# Material to process start
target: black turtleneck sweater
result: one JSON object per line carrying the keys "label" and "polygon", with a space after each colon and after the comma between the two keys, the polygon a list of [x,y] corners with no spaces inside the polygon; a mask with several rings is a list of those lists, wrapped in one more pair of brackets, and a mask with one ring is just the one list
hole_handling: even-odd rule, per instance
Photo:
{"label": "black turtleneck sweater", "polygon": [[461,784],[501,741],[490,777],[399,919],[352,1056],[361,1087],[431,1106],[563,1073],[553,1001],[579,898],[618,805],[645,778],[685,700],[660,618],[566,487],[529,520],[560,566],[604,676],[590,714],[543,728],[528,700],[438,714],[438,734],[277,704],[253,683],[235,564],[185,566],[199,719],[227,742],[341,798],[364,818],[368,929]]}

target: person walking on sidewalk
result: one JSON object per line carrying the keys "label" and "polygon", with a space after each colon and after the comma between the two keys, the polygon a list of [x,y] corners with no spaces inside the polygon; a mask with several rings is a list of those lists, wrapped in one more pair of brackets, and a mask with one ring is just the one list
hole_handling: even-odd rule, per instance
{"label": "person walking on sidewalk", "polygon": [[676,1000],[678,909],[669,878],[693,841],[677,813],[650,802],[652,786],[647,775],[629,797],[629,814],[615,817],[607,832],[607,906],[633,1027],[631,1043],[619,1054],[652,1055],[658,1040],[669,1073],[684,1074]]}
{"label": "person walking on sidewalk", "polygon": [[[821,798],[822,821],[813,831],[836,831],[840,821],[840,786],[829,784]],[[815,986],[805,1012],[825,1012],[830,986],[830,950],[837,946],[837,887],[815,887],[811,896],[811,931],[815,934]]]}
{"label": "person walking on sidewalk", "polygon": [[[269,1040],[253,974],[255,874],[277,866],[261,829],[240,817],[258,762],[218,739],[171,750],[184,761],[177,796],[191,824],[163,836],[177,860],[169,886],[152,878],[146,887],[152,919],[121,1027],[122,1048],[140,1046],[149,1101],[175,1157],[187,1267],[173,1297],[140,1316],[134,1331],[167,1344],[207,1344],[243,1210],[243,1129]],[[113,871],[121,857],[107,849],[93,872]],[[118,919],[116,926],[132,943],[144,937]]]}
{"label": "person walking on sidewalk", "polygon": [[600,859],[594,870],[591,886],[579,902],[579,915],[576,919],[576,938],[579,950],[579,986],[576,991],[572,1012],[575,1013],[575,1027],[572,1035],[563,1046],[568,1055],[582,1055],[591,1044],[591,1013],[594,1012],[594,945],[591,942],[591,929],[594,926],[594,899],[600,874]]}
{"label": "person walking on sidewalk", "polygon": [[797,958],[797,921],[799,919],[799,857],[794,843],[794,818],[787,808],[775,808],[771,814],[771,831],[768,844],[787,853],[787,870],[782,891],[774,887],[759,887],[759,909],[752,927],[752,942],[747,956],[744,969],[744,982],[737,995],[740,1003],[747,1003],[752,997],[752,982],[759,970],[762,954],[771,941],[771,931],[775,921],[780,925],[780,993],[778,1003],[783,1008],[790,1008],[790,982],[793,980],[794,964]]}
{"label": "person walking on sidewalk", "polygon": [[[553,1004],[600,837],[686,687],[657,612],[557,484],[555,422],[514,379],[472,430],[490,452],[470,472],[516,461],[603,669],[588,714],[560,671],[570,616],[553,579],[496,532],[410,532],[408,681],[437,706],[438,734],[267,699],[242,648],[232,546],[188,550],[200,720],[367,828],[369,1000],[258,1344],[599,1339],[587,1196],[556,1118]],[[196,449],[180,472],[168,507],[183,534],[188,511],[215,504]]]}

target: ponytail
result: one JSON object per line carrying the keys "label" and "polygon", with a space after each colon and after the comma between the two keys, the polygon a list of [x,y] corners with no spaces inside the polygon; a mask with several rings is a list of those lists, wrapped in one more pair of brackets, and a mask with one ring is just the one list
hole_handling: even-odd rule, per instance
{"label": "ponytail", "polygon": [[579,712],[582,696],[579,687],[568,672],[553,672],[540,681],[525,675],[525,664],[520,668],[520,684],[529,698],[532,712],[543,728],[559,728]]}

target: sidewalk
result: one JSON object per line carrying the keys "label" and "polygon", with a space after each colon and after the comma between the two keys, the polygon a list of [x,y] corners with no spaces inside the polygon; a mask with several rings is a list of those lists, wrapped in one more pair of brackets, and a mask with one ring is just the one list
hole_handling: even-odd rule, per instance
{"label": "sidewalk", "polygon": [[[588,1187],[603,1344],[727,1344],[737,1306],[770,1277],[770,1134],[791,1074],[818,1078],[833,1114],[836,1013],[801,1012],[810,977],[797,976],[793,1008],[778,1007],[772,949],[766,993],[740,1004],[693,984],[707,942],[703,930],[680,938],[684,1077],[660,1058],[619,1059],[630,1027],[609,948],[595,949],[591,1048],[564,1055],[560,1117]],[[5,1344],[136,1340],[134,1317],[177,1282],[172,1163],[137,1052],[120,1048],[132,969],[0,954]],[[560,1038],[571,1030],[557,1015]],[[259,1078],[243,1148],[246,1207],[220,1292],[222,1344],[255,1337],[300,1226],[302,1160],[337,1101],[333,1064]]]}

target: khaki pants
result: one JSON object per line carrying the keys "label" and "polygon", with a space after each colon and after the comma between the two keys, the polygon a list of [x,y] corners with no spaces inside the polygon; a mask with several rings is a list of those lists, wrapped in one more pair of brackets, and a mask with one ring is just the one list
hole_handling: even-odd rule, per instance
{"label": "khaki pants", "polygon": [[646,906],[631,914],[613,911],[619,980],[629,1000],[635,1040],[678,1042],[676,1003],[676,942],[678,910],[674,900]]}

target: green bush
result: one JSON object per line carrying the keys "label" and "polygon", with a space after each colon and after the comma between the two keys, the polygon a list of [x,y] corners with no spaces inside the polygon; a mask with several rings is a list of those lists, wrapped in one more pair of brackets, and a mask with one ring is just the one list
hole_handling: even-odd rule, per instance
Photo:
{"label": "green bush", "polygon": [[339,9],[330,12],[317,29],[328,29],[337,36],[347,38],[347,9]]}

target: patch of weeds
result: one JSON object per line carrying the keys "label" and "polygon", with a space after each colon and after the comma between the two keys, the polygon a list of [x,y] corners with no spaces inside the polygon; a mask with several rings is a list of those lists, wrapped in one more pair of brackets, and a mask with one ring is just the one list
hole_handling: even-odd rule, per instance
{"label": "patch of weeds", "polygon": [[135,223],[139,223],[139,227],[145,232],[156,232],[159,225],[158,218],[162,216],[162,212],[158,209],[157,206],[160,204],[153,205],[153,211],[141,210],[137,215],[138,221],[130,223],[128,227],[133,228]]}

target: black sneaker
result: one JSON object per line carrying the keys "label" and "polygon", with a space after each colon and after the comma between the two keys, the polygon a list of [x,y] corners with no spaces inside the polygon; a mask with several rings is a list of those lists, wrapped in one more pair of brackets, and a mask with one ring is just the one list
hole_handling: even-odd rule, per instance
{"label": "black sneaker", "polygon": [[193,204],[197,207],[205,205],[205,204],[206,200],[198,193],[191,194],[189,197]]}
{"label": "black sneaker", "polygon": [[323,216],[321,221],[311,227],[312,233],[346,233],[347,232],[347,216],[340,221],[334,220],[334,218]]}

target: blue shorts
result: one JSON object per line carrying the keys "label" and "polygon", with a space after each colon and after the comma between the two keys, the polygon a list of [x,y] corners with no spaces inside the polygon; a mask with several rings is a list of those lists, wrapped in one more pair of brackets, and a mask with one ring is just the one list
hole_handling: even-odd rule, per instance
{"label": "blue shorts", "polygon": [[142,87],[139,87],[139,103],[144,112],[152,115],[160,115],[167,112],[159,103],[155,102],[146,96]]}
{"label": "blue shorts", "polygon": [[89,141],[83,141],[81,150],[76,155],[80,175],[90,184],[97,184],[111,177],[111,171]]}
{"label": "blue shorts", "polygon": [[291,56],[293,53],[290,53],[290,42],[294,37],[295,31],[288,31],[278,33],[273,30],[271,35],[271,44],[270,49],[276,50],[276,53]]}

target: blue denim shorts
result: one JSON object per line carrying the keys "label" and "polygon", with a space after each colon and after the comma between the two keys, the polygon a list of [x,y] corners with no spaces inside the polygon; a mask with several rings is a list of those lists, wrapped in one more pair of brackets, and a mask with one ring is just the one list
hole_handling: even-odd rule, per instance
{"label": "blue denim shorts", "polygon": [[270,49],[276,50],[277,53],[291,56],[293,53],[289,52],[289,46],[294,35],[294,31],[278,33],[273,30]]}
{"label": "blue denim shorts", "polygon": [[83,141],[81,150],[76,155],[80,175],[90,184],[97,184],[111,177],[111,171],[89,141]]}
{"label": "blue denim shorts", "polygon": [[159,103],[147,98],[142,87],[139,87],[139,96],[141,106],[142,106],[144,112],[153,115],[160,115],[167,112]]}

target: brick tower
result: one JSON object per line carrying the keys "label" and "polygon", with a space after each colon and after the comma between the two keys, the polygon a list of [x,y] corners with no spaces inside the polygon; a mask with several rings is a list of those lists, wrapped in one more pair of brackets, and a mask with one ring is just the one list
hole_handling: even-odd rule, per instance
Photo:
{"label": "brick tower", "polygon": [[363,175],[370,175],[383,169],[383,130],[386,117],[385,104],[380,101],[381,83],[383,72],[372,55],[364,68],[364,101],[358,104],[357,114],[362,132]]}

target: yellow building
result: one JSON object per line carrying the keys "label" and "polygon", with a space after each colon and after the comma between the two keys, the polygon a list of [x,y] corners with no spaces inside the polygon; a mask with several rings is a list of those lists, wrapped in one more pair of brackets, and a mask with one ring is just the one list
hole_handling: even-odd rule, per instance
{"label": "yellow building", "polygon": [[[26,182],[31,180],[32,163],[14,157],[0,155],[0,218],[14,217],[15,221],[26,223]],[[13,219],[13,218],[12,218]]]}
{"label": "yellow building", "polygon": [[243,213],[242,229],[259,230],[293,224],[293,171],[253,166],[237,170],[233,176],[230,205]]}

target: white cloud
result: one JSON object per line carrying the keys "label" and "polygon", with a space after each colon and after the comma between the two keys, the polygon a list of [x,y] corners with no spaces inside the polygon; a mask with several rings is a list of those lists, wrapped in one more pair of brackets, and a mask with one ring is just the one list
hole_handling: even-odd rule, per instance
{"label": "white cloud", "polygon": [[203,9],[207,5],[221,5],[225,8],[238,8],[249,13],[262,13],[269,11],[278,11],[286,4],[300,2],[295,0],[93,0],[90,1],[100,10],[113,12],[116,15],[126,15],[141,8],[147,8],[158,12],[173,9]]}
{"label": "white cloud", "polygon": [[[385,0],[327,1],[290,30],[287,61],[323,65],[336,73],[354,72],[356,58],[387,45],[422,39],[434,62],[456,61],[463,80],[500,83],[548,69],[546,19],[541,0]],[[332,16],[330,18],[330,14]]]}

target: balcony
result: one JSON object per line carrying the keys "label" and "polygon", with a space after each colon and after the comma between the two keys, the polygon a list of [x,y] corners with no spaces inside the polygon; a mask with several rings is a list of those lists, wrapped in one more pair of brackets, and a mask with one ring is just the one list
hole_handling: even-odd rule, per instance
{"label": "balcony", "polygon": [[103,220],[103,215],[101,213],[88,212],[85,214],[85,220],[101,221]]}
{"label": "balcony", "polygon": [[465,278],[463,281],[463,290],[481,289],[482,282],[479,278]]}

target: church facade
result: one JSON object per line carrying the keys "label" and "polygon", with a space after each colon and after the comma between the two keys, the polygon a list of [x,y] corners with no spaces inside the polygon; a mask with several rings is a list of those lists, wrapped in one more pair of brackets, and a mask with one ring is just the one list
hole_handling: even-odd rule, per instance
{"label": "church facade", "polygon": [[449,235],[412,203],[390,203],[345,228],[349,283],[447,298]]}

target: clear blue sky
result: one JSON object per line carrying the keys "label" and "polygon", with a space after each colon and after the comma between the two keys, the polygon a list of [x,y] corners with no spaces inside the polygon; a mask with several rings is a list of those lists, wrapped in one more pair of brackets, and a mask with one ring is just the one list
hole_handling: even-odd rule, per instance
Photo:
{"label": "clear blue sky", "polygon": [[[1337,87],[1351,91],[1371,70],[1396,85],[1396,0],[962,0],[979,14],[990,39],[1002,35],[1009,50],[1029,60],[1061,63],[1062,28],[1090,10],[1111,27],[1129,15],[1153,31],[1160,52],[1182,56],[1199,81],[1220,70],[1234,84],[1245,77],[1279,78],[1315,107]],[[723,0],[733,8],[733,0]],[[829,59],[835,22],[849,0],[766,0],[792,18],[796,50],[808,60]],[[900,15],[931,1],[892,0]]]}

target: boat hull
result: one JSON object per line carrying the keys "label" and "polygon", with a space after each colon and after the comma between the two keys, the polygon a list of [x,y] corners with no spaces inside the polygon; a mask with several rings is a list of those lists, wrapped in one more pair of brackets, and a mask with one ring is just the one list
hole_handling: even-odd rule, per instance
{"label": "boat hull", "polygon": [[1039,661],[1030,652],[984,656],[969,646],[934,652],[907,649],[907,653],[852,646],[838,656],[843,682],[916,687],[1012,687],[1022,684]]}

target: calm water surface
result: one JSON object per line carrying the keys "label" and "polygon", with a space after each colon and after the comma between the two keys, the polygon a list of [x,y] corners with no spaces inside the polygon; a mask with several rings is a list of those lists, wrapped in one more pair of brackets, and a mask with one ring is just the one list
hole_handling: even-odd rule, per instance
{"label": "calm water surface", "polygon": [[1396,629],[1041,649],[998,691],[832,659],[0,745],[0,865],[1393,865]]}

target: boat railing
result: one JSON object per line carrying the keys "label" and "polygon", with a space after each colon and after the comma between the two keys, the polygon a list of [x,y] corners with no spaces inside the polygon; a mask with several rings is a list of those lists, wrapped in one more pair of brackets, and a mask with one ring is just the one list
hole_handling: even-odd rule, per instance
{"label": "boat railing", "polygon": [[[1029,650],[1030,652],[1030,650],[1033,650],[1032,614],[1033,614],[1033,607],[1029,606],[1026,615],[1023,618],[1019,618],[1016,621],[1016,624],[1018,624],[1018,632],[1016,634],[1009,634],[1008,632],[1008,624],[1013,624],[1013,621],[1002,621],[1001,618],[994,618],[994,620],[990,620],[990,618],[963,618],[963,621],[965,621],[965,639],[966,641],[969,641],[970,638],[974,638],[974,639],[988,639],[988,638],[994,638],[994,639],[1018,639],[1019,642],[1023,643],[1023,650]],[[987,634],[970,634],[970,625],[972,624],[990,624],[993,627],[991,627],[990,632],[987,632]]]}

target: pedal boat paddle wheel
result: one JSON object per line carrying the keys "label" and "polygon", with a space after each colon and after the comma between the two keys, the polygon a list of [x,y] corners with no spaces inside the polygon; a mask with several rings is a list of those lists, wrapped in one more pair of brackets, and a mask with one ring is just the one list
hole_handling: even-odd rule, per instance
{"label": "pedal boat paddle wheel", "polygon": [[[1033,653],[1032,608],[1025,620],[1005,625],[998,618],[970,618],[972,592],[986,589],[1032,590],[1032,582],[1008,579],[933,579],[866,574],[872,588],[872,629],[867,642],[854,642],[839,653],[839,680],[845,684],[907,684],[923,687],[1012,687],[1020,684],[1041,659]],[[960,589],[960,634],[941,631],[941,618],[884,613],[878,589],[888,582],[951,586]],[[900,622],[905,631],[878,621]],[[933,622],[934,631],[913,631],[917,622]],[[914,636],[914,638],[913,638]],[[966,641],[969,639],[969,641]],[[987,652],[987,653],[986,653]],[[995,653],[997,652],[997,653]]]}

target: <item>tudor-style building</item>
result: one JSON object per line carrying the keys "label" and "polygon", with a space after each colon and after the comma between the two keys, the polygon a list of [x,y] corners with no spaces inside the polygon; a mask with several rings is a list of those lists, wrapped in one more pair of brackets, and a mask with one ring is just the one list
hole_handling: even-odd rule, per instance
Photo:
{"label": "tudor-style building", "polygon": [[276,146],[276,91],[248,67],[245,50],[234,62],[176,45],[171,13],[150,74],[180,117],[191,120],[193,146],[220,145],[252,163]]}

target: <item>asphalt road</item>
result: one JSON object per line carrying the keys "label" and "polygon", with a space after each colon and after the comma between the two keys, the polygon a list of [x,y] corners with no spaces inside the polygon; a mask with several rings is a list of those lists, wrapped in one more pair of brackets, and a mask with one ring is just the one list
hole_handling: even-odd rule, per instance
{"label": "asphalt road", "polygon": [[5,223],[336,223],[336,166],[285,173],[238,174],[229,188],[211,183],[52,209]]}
# Material to process end
**The problem**: Reproduce the part of the items that opens with the line containing "target: pedal boat paddle wheel" and closes with the end of the items, changing "per instance" to "per object" and leaving everything else as it is.

**Final result**:
target: pedal boat paddle wheel
result: one JSON object per line carrying the keys "label" and "polygon", with a space after each colon and after the comma between the two keys, the polygon a list of [x,y] corners with no spaces inside the polygon; a mask with several rings is a list of those lists, wrapped in one more pair of brackets, and a mask with one ring is just the one list
hole_handling: even-odd rule, per object
{"label": "pedal boat paddle wheel", "polygon": [[[1033,653],[1032,608],[1025,620],[1005,625],[998,618],[970,618],[972,592],[986,589],[1032,590],[1032,582],[1008,579],[933,579],[866,574],[872,588],[872,629],[867,642],[854,642],[839,653],[839,680],[845,684],[907,684],[923,687],[1012,687],[1020,684],[1041,659]],[[960,589],[960,634],[941,631],[941,618],[884,613],[878,589],[888,582],[951,586]],[[900,622],[905,631],[878,621]],[[933,622],[934,631],[913,631],[917,622]],[[914,636],[914,638],[913,638]],[[966,641],[969,639],[969,641]],[[987,652],[987,653],[986,653]],[[995,653],[997,652],[997,653]]]}

target: <item>tudor-style building</item>
result: one JSON object per line carrying the keys "label" and "polygon", with a space after each colon and after the comma between the two keys, the polygon a list of [x,y] corners with no spaces inside the polygon; a mask with several rings is a list of those lists, wrapped in one more pair of brackets, and a mask with one ring is just the one list
hole_handling: even-odd rule, per object
Photo:
{"label": "tudor-style building", "polygon": [[276,146],[276,91],[248,67],[245,50],[234,62],[176,45],[171,13],[150,74],[180,117],[191,120],[193,146],[220,145],[252,163]]}

target: <item>asphalt road</item>
result: one JSON object per line carrying the keys "label" and "polygon", with a space after each colon and after the comma between the two keys, the polygon a list of [x,y] corners with no spaces inside the polygon; a mask with several rings is a list of those lists, wrapped in one more pair of brackets, and a mask with one ring is just the one list
hole_handling: even-odd rule, per object
{"label": "asphalt road", "polygon": [[5,223],[336,223],[336,166],[285,173],[238,174],[229,188],[211,183],[52,209]]}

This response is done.